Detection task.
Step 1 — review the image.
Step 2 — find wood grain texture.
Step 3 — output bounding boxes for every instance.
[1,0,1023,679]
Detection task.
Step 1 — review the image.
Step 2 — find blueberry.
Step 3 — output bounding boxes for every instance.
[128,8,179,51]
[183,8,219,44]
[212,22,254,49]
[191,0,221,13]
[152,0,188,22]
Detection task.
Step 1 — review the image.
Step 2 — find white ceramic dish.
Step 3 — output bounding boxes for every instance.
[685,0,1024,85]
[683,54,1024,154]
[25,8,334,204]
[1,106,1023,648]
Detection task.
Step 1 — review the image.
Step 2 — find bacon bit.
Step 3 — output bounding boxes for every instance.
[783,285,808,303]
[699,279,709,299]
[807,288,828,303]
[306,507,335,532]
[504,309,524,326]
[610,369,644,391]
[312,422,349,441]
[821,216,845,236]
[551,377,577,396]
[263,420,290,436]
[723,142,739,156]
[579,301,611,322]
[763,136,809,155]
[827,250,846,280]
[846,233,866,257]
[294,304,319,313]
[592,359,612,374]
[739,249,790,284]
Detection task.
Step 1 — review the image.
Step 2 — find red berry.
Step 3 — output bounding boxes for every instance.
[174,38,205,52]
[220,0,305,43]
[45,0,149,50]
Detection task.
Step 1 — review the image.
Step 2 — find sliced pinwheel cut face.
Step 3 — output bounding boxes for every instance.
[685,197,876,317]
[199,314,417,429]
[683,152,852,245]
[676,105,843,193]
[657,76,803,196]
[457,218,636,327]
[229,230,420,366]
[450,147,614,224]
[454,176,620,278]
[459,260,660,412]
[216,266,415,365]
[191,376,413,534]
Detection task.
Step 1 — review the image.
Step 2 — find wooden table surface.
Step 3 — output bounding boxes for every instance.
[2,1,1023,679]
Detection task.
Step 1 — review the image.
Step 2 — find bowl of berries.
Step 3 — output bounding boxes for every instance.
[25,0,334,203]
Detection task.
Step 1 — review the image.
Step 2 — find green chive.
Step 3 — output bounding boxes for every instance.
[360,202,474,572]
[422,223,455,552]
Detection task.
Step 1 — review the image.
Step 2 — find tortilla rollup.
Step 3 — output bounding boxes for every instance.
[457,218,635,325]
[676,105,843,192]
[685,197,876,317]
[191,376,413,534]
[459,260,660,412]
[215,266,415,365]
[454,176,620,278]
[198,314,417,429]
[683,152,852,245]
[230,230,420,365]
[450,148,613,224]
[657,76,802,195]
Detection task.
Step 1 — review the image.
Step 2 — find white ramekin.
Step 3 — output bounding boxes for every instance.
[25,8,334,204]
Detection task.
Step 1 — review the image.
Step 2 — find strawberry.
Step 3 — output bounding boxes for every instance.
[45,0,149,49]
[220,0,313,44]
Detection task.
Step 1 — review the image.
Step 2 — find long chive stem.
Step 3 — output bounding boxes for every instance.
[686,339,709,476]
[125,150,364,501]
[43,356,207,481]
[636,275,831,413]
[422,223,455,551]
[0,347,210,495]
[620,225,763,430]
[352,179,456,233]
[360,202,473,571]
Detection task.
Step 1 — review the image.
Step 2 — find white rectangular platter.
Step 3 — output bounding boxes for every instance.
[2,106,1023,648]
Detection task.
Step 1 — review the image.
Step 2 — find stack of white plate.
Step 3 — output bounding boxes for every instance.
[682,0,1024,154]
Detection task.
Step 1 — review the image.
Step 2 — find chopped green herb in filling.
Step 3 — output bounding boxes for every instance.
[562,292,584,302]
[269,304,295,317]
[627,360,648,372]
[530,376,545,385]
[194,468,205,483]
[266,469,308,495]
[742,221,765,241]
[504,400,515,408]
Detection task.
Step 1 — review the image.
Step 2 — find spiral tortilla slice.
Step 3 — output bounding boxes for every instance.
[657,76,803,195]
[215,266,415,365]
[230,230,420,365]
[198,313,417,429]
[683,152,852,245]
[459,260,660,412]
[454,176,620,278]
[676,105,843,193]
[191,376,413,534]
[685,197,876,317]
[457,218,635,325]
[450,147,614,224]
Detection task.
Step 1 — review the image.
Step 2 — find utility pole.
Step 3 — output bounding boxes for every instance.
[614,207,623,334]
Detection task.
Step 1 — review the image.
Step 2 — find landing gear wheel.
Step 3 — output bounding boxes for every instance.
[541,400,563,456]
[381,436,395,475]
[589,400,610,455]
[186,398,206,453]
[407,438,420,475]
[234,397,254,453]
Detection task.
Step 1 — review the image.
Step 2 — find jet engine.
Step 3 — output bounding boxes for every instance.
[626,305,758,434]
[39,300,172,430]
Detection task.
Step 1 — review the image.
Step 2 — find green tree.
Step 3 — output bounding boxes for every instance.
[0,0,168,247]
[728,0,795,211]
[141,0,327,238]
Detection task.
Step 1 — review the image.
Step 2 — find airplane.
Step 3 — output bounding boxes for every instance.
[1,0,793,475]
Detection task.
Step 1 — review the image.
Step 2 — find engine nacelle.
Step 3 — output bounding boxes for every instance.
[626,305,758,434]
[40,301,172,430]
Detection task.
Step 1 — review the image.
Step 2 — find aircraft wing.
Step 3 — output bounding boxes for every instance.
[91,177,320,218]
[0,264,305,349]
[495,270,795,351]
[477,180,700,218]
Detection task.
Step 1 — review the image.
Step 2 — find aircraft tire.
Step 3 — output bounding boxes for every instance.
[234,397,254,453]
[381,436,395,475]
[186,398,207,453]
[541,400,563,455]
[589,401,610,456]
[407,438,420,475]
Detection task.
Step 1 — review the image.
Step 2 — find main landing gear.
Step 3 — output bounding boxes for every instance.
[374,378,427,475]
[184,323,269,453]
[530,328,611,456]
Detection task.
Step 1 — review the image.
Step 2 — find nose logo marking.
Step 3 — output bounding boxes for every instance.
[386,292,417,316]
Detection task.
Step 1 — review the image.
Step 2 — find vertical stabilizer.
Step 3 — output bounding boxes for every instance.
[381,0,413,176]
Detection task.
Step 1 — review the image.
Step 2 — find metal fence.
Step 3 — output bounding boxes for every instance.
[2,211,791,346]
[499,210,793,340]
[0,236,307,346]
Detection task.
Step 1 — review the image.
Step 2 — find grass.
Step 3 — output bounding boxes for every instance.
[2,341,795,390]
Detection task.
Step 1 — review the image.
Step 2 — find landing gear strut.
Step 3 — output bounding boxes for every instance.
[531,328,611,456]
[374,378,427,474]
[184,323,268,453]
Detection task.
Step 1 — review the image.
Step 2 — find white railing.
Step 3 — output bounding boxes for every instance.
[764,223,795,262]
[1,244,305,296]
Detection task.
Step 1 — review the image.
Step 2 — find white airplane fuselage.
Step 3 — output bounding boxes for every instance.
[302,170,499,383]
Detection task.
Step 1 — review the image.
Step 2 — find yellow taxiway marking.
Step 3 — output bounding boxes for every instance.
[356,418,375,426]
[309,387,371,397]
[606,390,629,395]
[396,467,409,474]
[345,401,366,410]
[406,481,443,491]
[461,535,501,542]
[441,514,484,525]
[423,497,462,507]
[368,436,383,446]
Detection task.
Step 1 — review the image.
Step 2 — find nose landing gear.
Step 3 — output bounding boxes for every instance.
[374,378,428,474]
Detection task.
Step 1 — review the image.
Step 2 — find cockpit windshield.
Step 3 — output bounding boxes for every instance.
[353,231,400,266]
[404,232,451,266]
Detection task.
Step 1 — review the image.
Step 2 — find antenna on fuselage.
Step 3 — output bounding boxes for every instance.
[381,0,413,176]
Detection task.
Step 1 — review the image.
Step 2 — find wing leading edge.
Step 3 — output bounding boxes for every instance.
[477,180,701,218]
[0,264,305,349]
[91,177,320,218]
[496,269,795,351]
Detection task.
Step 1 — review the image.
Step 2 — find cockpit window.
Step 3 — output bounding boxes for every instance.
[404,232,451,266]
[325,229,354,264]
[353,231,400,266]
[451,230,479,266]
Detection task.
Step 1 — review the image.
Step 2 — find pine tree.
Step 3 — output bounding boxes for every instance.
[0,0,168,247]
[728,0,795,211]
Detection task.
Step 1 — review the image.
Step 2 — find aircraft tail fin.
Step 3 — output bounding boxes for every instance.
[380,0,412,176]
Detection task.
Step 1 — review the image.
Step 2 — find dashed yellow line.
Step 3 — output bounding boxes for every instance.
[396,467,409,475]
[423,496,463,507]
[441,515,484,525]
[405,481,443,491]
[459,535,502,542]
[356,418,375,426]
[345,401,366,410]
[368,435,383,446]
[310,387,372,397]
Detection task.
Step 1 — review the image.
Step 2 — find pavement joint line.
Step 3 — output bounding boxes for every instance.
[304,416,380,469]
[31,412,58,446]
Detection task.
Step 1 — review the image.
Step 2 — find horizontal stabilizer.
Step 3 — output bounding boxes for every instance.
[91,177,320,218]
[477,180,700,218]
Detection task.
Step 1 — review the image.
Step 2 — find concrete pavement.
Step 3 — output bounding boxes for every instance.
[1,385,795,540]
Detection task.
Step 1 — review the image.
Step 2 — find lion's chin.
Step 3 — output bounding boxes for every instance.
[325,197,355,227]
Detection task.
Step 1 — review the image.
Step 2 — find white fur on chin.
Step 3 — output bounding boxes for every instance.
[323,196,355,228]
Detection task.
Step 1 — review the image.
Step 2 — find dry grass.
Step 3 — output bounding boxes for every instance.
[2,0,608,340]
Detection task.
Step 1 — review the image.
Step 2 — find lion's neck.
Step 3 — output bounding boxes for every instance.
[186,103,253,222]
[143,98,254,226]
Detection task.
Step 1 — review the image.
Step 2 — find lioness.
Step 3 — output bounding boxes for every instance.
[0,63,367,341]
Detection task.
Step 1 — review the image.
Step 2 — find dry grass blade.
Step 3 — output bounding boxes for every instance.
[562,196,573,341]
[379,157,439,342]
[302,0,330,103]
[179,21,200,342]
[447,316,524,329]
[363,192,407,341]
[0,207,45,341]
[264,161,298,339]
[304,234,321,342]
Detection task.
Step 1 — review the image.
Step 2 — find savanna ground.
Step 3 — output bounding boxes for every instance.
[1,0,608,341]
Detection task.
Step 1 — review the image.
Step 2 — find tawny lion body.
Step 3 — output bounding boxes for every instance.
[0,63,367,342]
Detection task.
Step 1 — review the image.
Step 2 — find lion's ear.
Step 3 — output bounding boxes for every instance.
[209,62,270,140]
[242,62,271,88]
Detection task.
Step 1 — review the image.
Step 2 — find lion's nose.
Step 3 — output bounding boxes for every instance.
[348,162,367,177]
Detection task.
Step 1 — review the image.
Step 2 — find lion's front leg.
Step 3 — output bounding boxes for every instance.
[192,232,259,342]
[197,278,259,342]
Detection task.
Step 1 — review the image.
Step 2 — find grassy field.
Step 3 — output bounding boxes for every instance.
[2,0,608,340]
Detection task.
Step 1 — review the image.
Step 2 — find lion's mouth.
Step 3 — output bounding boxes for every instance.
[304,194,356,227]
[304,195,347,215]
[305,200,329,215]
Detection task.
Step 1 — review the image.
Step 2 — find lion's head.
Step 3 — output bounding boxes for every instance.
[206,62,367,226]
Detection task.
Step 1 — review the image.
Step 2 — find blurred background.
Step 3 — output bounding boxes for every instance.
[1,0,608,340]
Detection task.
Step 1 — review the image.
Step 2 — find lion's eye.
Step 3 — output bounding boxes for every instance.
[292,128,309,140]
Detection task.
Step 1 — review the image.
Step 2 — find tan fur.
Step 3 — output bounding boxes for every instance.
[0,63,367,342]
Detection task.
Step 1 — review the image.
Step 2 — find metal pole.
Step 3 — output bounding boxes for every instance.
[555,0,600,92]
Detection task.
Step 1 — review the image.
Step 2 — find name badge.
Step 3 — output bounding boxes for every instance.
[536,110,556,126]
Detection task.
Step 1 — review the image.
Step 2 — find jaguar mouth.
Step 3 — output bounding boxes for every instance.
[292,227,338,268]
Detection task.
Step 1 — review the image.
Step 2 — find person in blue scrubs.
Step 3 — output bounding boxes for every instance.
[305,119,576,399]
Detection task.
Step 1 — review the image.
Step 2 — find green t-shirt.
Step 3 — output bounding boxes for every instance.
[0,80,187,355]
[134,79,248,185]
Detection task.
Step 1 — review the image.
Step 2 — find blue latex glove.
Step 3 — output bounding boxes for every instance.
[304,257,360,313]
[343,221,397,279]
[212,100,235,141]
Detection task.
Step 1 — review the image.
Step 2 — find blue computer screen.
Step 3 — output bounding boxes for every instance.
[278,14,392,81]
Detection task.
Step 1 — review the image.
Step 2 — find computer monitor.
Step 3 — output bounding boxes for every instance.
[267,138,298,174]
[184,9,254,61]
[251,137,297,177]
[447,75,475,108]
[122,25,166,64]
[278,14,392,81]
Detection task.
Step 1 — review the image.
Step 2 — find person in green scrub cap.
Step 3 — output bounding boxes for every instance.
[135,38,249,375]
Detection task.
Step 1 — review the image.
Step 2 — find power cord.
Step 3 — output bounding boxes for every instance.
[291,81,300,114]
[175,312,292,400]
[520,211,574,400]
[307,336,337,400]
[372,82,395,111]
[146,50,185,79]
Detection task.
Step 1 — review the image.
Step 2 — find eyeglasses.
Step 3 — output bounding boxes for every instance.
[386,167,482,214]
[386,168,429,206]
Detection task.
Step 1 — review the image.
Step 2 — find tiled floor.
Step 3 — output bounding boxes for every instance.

- _Problem details_
For the material above, reproduce exactly the lines from the line with "Step 2 — find cockpit windshield." to the line with "Step 2 — find wing leading edge.", inclusive, and exclude all others.

- _Solution_
Step 2 — find cockpit windshield.
Step 3 — output bounding boxes for every instance.
[353,231,400,266]
[404,232,451,266]
Detection task.
Step 1 — review the image.
Step 2 — find antenna on fuselage.
Step 3 — output bounding boxes for every instance.
[381,0,413,176]
Detection task.
Step 1 — review the image.
Step 2 — find wing leading edge.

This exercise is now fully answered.